Locate every line in the entries below that contains the string "glove", and copy each of those lines.

(Bounding-box records)
=======
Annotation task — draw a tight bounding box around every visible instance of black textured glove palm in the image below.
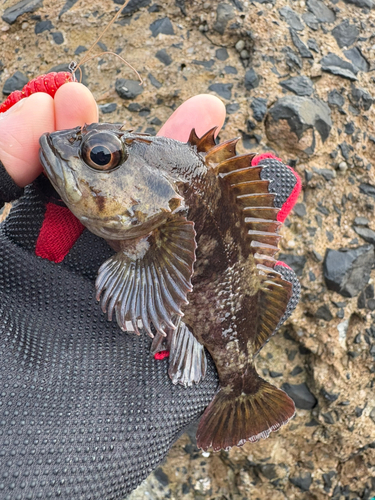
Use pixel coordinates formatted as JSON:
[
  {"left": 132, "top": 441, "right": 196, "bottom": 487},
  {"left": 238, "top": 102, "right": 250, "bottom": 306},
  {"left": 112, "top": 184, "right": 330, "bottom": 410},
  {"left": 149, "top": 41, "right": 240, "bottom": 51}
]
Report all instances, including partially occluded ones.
[{"left": 0, "top": 88, "right": 299, "bottom": 500}]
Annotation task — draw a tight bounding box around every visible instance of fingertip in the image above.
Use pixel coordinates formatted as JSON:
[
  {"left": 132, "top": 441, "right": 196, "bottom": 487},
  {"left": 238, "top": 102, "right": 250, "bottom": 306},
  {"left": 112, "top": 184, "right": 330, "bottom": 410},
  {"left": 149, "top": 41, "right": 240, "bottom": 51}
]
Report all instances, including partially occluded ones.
[
  {"left": 158, "top": 94, "right": 226, "bottom": 142},
  {"left": 0, "top": 92, "right": 55, "bottom": 187},
  {"left": 54, "top": 82, "right": 99, "bottom": 130}
]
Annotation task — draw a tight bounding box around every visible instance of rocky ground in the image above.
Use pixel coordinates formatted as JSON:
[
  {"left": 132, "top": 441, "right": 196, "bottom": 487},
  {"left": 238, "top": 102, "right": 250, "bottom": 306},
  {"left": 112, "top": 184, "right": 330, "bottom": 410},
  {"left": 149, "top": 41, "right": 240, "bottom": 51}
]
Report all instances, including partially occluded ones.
[{"left": 0, "top": 0, "right": 375, "bottom": 500}]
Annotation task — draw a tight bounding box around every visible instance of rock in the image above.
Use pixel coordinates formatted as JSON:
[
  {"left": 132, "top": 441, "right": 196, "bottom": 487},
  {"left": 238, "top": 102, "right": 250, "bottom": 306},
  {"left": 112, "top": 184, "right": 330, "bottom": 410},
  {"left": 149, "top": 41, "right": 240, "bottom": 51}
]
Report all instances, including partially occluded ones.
[
  {"left": 359, "top": 183, "right": 375, "bottom": 198},
  {"left": 52, "top": 31, "right": 64, "bottom": 45},
  {"left": 245, "top": 68, "right": 259, "bottom": 90},
  {"left": 154, "top": 467, "right": 169, "bottom": 487},
  {"left": 282, "top": 46, "right": 302, "bottom": 71},
  {"left": 150, "top": 17, "right": 174, "bottom": 37},
  {"left": 74, "top": 45, "right": 87, "bottom": 56},
  {"left": 250, "top": 97, "right": 267, "bottom": 122},
  {"left": 344, "top": 122, "right": 355, "bottom": 135},
  {"left": 328, "top": 89, "right": 345, "bottom": 108},
  {"left": 35, "top": 19, "right": 54, "bottom": 35},
  {"left": 148, "top": 73, "right": 163, "bottom": 89},
  {"left": 225, "top": 102, "right": 240, "bottom": 115},
  {"left": 315, "top": 304, "right": 333, "bottom": 321},
  {"left": 307, "top": 0, "right": 336, "bottom": 23},
  {"left": 3, "top": 71, "right": 29, "bottom": 95},
  {"left": 354, "top": 217, "right": 370, "bottom": 226},
  {"left": 344, "top": 0, "right": 374, "bottom": 9},
  {"left": 214, "top": 3, "right": 235, "bottom": 35},
  {"left": 289, "top": 28, "right": 314, "bottom": 59},
  {"left": 279, "top": 253, "right": 307, "bottom": 276},
  {"left": 289, "top": 472, "right": 312, "bottom": 491},
  {"left": 59, "top": 0, "right": 78, "bottom": 18},
  {"left": 269, "top": 370, "right": 283, "bottom": 378},
  {"left": 194, "top": 59, "right": 215, "bottom": 69},
  {"left": 313, "top": 167, "right": 336, "bottom": 181},
  {"left": 119, "top": 0, "right": 151, "bottom": 16},
  {"left": 350, "top": 85, "right": 374, "bottom": 111},
  {"left": 323, "top": 245, "right": 375, "bottom": 297},
  {"left": 279, "top": 7, "right": 304, "bottom": 31},
  {"left": 265, "top": 96, "right": 332, "bottom": 155},
  {"left": 307, "top": 38, "right": 320, "bottom": 54},
  {"left": 344, "top": 47, "right": 370, "bottom": 73},
  {"left": 353, "top": 226, "right": 375, "bottom": 245},
  {"left": 99, "top": 102, "right": 117, "bottom": 114},
  {"left": 302, "top": 12, "right": 319, "bottom": 31},
  {"left": 1, "top": 0, "right": 43, "bottom": 24},
  {"left": 175, "top": 0, "right": 187, "bottom": 16},
  {"left": 215, "top": 47, "right": 229, "bottom": 61},
  {"left": 281, "top": 382, "right": 318, "bottom": 410},
  {"left": 320, "top": 52, "right": 358, "bottom": 80},
  {"left": 331, "top": 19, "right": 359, "bottom": 49},
  {"left": 208, "top": 83, "right": 233, "bottom": 100},
  {"left": 320, "top": 387, "right": 340, "bottom": 403},
  {"left": 155, "top": 49, "right": 172, "bottom": 66},
  {"left": 115, "top": 78, "right": 143, "bottom": 99},
  {"left": 280, "top": 75, "right": 314, "bottom": 96}
]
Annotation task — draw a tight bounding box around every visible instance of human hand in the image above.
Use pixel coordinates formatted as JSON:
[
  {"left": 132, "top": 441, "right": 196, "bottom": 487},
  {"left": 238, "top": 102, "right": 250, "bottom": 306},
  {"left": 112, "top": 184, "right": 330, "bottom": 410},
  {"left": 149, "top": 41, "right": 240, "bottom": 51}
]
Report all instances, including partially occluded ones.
[{"left": 0, "top": 82, "right": 225, "bottom": 187}]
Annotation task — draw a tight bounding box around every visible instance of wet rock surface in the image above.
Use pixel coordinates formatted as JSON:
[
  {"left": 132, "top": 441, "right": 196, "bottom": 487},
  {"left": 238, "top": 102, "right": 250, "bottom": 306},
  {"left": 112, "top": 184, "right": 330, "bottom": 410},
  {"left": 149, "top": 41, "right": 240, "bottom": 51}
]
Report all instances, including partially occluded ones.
[{"left": 0, "top": 0, "right": 375, "bottom": 500}]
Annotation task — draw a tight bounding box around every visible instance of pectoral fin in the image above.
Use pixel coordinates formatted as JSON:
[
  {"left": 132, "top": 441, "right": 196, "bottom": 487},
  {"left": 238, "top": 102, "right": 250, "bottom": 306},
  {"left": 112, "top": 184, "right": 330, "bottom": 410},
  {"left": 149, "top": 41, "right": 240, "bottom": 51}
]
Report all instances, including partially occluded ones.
[{"left": 96, "top": 216, "right": 196, "bottom": 337}]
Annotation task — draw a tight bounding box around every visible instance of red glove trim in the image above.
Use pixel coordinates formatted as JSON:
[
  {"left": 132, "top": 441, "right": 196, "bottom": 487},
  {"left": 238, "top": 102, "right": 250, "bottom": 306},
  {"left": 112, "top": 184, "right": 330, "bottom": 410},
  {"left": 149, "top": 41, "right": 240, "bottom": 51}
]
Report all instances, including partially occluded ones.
[
  {"left": 154, "top": 351, "right": 169, "bottom": 359},
  {"left": 251, "top": 153, "right": 302, "bottom": 222},
  {"left": 35, "top": 203, "right": 85, "bottom": 263},
  {"left": 277, "top": 165, "right": 302, "bottom": 222}
]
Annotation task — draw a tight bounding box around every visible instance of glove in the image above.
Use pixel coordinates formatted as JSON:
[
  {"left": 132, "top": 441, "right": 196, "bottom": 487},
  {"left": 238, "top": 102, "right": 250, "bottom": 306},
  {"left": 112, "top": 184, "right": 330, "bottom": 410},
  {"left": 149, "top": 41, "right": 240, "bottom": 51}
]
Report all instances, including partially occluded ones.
[{"left": 0, "top": 84, "right": 299, "bottom": 500}]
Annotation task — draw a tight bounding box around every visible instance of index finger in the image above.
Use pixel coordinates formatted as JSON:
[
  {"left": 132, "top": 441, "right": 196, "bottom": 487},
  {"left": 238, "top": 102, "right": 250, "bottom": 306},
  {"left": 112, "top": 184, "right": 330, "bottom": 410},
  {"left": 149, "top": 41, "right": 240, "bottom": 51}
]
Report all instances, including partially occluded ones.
[{"left": 157, "top": 94, "right": 226, "bottom": 142}]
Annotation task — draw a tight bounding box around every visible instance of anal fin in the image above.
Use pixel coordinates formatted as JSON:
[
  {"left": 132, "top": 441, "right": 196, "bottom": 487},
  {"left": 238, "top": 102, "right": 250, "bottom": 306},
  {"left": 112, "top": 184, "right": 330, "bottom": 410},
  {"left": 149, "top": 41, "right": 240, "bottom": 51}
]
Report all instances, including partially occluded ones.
[
  {"left": 168, "top": 321, "right": 207, "bottom": 387},
  {"left": 197, "top": 367, "right": 295, "bottom": 451}
]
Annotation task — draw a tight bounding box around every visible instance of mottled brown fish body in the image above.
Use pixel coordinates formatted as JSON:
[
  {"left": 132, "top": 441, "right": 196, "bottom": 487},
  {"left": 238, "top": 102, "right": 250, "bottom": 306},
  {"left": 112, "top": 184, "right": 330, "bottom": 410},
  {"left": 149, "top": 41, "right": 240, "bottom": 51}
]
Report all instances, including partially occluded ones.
[{"left": 41, "top": 124, "right": 300, "bottom": 450}]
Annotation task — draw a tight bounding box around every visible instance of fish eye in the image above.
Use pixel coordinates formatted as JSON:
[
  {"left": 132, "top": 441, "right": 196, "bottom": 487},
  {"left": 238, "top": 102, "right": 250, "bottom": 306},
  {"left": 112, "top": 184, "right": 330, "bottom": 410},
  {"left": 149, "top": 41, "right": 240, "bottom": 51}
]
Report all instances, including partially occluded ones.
[{"left": 81, "top": 132, "right": 128, "bottom": 171}]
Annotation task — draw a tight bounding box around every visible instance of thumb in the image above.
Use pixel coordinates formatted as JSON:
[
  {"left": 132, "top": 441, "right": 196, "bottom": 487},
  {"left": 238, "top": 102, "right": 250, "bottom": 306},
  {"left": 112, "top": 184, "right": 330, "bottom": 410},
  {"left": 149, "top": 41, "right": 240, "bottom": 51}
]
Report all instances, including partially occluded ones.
[{"left": 0, "top": 92, "right": 55, "bottom": 187}]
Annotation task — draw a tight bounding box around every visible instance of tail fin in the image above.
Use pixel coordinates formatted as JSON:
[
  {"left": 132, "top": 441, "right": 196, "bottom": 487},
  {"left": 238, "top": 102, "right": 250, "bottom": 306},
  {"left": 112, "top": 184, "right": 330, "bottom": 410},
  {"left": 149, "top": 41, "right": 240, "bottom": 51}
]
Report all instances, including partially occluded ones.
[{"left": 197, "top": 370, "right": 295, "bottom": 451}]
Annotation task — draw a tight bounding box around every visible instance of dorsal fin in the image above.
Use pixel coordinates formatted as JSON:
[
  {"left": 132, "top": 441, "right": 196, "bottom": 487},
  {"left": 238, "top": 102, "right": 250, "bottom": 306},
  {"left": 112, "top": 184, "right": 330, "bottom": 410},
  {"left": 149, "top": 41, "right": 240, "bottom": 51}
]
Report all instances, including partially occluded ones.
[
  {"left": 193, "top": 131, "right": 298, "bottom": 364},
  {"left": 216, "top": 154, "right": 281, "bottom": 270},
  {"left": 189, "top": 128, "right": 288, "bottom": 270}
]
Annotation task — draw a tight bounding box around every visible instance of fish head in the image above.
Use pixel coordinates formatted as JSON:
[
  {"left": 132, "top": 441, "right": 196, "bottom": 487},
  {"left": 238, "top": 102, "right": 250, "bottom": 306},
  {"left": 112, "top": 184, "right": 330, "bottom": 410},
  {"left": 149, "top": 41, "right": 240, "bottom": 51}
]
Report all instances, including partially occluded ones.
[{"left": 40, "top": 123, "right": 184, "bottom": 240}]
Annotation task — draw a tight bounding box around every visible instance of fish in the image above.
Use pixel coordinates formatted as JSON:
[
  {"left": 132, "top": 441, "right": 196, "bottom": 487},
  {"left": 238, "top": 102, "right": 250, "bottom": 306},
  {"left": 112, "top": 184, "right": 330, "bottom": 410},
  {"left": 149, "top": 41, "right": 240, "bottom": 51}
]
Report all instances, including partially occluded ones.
[{"left": 40, "top": 123, "right": 298, "bottom": 451}]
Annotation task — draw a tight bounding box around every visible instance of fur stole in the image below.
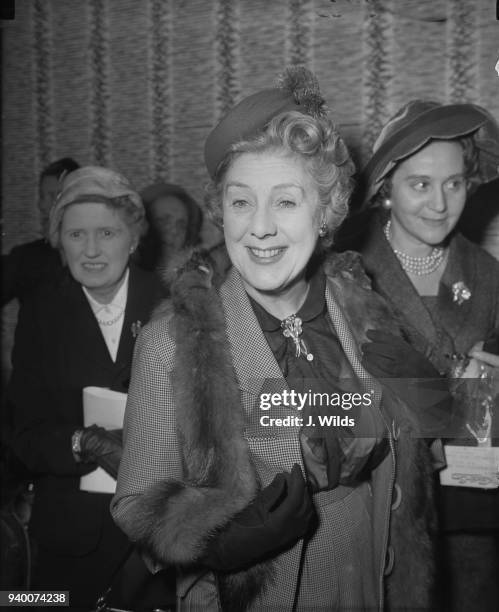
=======
Complete answer:
Annotation task — draw a tight bounding box around every visible instance of black textured glove palm in the image below.
Annotation task — draw a tight bounding box around every visible instance of red glove trim in the image above.
Annotation task — draw a tight bounding box around every visible instance of glove in the image above.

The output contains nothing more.